## START

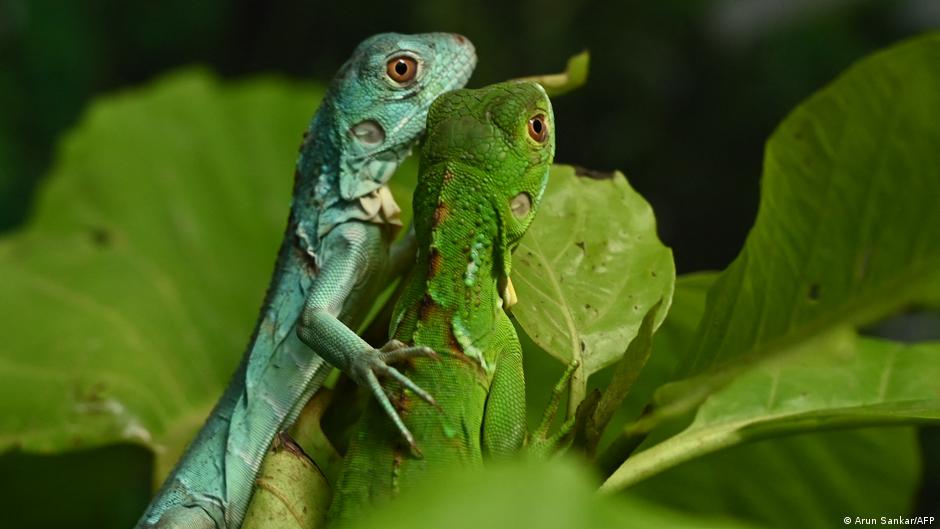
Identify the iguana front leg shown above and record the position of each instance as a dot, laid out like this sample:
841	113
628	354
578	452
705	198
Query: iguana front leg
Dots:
350	254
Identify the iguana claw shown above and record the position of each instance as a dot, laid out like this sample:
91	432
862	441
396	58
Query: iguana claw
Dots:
372	364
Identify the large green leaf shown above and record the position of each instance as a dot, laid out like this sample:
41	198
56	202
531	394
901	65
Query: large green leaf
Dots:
590	268
848	229
131	293
546	496
837	380
808	481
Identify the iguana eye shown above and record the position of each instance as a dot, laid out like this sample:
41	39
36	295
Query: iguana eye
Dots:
402	69
521	204
538	128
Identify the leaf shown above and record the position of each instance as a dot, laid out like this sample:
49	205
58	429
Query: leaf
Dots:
848	228
586	277
838	380
557	494
574	76
808	481
626	372
290	491
130	295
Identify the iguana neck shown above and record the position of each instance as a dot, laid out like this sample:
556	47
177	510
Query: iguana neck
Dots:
316	181
457	235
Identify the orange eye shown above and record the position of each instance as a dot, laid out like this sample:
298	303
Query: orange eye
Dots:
402	69
538	128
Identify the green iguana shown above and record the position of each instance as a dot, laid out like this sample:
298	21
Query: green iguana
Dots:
484	166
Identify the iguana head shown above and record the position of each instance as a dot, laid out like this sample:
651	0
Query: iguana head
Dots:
380	100
496	145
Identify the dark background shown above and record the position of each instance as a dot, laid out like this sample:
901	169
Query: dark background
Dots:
682	95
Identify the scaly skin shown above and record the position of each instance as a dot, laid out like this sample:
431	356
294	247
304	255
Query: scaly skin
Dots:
331	263
478	162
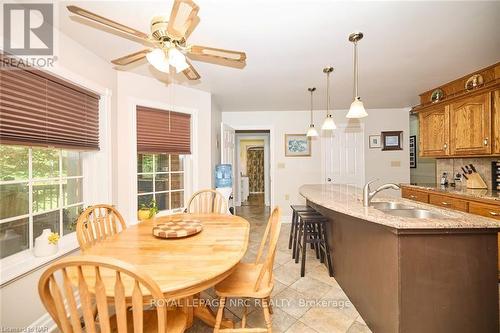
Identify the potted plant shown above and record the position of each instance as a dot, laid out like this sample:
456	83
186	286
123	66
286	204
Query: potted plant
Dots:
147	211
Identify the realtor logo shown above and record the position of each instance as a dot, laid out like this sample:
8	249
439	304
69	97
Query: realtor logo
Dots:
28	29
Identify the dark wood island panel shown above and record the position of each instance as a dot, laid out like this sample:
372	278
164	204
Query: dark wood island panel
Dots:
416	280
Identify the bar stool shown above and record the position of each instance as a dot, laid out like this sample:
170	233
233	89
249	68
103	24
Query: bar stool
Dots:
295	221
312	230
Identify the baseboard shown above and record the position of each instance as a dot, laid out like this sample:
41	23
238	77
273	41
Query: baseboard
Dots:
43	324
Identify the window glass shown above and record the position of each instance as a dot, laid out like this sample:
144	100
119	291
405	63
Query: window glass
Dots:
145	163
14	163
161	163
14	237
70	216
14	200
45	163
45	196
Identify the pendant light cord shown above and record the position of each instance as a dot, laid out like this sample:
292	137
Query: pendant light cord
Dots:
355	70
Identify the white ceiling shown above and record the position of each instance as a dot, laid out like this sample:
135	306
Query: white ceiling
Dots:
409	47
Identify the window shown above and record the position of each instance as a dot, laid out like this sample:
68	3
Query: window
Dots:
161	178
40	188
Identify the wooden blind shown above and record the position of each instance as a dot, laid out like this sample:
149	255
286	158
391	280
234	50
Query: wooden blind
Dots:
162	131
42	110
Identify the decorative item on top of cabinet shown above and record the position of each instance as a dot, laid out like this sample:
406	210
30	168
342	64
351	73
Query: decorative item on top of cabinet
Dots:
470	126
434	132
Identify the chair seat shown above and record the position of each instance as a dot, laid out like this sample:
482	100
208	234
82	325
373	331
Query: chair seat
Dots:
176	322
241	283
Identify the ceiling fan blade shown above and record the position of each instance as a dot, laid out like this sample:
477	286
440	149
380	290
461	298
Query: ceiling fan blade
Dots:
182	18
191	73
107	22
212	52
130	58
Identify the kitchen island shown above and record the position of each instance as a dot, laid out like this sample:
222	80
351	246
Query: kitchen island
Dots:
436	274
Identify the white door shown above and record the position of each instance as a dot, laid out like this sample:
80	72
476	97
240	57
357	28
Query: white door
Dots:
228	153
343	156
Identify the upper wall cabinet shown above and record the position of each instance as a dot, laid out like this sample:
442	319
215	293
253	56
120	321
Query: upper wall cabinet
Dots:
434	136
465	121
470	126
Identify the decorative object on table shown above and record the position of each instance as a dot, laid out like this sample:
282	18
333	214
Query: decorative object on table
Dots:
297	145
413	151
147	211
474	179
167	42
177	229
357	109
392	140
328	123
374	141
495	175
311	131
475	81
437	95
46	244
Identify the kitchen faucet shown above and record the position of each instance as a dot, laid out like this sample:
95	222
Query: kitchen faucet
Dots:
368	196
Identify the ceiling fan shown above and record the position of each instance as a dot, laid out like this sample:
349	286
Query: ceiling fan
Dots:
167	44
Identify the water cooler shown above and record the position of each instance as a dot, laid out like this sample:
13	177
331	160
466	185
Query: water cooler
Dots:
224	183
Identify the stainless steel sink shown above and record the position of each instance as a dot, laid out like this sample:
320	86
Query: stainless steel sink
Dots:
383	205
414	213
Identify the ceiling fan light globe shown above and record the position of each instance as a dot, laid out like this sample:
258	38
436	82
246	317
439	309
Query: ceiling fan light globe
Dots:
328	124
312	132
158	60
357	109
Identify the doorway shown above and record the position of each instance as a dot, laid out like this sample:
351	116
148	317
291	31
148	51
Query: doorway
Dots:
252	168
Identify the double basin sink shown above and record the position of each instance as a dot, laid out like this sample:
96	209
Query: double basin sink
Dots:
402	210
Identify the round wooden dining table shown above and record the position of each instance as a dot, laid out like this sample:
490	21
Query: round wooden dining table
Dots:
181	267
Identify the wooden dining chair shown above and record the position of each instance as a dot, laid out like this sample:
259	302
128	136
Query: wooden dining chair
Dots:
253	280
97	223
109	281
206	202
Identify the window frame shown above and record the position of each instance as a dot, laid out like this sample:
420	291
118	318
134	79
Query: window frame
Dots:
169	173
65	238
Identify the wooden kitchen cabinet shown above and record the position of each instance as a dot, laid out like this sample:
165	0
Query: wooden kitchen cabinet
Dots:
434	132
470	126
448	202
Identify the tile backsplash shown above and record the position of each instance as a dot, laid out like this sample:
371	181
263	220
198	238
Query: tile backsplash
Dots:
453	166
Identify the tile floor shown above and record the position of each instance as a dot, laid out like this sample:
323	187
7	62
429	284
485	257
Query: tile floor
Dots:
312	304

## END

Output the line holding "Identify the double", then every later line through the end of the records above, exactly as given and nothing else.

Identify the double basin sink shown above and record the position of each instance as a dot, laid out like this sample:
96	209
Query: double basin sink
Dots:
402	210
Identify the round wooden dining table shown above and record the position of each instance as a dot, laid out like this sample:
490	21
Query: round wooden dining table
Dots:
181	267
Identify the wooden dining chair shown above and record the position of each instance as a dot, laid out like this sample:
259	302
128	136
Query: wooden dining chair
Dots:
253	280
97	223
109	281
206	202
Identify the window frame shown above and record the position of each instance as a dot, laid out like this sample:
420	291
118	318
134	79
Query: window frame
Dots:
169	173
65	238
Identify the wooden kitchen cabinet shown above and record the position of each instance as a dot, laid out like this sample:
165	0
Query: wooden kitchen cabinet
Dots:
434	132
470	126
448	202
Identify the tile backsplash shown above and record the position of each instance as a dot, laid out like this sample:
371	181
263	220
198	238
Query: tile backsplash
Dots:
453	166
Identify the tile floor shown above and record the position of each instance as a dot, laid out like this sample:
323	187
7	62
429	284
485	257
Query: tile floor
Dots:
312	304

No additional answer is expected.